__Problem to work on__
Give the number of lines in the items below that contain the word "white". Reply with the number alone.

-.-.-

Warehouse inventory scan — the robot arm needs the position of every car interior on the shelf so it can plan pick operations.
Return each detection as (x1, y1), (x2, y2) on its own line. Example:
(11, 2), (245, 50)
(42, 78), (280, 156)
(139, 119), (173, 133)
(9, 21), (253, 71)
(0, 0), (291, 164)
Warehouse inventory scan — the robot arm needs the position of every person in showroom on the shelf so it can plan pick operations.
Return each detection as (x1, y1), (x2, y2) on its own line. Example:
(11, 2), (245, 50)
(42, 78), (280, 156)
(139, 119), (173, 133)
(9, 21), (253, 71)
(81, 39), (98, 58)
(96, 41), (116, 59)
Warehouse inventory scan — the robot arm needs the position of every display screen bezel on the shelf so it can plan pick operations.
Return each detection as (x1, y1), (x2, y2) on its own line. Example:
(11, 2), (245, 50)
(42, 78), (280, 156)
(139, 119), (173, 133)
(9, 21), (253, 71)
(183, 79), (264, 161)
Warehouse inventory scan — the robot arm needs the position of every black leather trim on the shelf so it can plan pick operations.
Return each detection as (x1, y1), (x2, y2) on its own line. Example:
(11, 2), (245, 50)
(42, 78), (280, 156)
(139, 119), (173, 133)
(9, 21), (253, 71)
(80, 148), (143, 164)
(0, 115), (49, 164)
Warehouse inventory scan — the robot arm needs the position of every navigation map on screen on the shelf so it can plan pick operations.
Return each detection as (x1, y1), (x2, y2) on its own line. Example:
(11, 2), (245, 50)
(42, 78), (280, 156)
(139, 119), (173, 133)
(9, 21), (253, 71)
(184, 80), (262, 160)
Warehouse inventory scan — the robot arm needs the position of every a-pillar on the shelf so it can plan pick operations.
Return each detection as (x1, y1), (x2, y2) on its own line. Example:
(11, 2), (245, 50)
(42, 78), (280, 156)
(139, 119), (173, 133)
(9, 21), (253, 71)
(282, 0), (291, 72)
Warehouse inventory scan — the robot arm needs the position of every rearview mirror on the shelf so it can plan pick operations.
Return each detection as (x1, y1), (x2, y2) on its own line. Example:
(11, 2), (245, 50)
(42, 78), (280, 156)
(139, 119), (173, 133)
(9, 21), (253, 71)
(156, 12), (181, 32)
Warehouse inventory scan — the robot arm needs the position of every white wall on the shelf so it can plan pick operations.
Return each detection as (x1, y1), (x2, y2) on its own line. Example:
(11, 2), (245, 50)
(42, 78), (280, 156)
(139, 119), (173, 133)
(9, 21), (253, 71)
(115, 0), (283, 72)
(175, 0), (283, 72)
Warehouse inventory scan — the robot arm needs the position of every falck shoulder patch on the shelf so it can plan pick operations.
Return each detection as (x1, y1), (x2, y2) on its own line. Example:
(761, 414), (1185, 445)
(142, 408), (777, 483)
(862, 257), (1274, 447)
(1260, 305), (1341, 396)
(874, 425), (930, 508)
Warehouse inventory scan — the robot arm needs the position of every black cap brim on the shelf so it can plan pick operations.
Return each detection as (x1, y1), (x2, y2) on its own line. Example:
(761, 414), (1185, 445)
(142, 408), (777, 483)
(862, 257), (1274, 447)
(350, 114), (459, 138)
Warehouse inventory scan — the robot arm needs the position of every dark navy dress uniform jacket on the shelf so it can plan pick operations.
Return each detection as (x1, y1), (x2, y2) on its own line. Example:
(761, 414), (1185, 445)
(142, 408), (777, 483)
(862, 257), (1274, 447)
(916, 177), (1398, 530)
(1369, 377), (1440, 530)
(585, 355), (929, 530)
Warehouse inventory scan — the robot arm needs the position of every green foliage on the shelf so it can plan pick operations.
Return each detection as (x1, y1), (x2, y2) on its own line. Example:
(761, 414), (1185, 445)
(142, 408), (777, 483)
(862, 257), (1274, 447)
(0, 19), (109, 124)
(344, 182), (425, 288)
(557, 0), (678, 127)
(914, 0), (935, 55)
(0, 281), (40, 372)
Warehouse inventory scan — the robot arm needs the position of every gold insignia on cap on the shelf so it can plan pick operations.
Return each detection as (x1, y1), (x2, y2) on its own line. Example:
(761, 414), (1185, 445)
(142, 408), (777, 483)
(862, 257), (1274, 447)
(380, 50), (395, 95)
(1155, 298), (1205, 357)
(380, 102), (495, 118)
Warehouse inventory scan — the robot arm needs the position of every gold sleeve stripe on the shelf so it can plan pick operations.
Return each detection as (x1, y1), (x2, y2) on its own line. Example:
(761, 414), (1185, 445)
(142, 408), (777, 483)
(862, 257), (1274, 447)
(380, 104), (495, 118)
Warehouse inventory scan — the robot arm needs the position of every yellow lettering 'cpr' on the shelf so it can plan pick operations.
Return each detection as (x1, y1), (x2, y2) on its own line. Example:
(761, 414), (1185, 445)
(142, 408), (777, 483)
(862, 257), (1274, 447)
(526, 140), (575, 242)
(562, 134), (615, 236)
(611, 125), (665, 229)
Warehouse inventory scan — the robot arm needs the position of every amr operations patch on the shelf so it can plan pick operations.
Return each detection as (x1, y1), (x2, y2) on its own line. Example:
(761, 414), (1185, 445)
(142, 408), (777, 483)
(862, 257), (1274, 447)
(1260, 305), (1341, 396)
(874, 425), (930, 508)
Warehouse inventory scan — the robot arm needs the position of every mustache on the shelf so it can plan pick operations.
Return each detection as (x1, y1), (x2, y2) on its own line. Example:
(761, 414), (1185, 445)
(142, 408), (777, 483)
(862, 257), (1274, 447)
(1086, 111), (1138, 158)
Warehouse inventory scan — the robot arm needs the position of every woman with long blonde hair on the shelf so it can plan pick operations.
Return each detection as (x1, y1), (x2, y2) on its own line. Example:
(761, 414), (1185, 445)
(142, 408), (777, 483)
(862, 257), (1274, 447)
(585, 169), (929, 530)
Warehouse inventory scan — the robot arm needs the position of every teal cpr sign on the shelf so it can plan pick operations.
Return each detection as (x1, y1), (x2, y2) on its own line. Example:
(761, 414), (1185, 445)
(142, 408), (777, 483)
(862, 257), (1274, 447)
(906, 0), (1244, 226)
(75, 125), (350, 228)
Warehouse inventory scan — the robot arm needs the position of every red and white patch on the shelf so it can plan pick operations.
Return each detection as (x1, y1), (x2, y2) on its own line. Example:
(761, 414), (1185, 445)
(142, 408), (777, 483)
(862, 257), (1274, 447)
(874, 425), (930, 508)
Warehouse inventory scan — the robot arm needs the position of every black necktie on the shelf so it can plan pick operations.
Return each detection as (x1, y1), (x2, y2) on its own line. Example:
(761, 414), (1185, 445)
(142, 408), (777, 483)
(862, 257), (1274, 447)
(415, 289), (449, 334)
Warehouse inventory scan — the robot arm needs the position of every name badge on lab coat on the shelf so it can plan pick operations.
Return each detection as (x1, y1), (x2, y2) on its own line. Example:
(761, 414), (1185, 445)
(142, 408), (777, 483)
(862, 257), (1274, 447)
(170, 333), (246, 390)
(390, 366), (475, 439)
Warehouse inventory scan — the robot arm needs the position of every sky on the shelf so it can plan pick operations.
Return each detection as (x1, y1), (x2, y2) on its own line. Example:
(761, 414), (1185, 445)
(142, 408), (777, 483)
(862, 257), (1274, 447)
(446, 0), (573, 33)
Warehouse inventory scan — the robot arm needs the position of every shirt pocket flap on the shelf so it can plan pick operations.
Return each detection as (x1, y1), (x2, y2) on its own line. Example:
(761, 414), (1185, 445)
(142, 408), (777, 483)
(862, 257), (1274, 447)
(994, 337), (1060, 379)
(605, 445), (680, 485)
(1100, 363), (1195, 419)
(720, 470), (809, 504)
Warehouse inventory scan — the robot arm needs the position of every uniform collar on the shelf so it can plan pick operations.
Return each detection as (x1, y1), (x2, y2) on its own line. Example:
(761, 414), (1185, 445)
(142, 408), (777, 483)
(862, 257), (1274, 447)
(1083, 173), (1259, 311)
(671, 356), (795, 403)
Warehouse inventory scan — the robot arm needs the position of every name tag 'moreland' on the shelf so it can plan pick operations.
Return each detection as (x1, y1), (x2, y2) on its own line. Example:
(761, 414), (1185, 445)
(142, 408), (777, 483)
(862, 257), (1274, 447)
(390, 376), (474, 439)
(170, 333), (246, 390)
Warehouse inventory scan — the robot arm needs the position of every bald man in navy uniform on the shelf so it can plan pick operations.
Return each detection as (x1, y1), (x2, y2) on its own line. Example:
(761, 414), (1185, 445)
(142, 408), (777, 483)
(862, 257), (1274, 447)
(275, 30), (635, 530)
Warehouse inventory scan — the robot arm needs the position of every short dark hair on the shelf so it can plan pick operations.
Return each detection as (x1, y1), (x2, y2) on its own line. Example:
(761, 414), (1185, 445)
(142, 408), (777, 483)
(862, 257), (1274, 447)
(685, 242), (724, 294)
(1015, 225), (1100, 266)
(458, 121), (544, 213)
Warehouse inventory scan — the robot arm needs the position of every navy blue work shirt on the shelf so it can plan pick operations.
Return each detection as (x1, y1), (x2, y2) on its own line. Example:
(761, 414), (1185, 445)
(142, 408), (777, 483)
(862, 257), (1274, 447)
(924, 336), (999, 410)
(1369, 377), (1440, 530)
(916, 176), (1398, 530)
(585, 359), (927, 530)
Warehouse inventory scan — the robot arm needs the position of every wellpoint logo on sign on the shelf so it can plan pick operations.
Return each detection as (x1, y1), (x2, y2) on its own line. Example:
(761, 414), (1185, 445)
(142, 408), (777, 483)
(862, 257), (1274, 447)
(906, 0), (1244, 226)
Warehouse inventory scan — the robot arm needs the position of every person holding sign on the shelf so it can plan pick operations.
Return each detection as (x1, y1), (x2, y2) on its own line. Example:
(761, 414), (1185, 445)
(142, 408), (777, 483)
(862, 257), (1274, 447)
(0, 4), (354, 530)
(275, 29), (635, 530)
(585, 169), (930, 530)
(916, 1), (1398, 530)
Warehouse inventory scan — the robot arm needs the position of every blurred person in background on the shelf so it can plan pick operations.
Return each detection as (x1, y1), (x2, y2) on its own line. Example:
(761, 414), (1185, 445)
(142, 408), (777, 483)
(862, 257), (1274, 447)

-.-.-

__Correct result__
2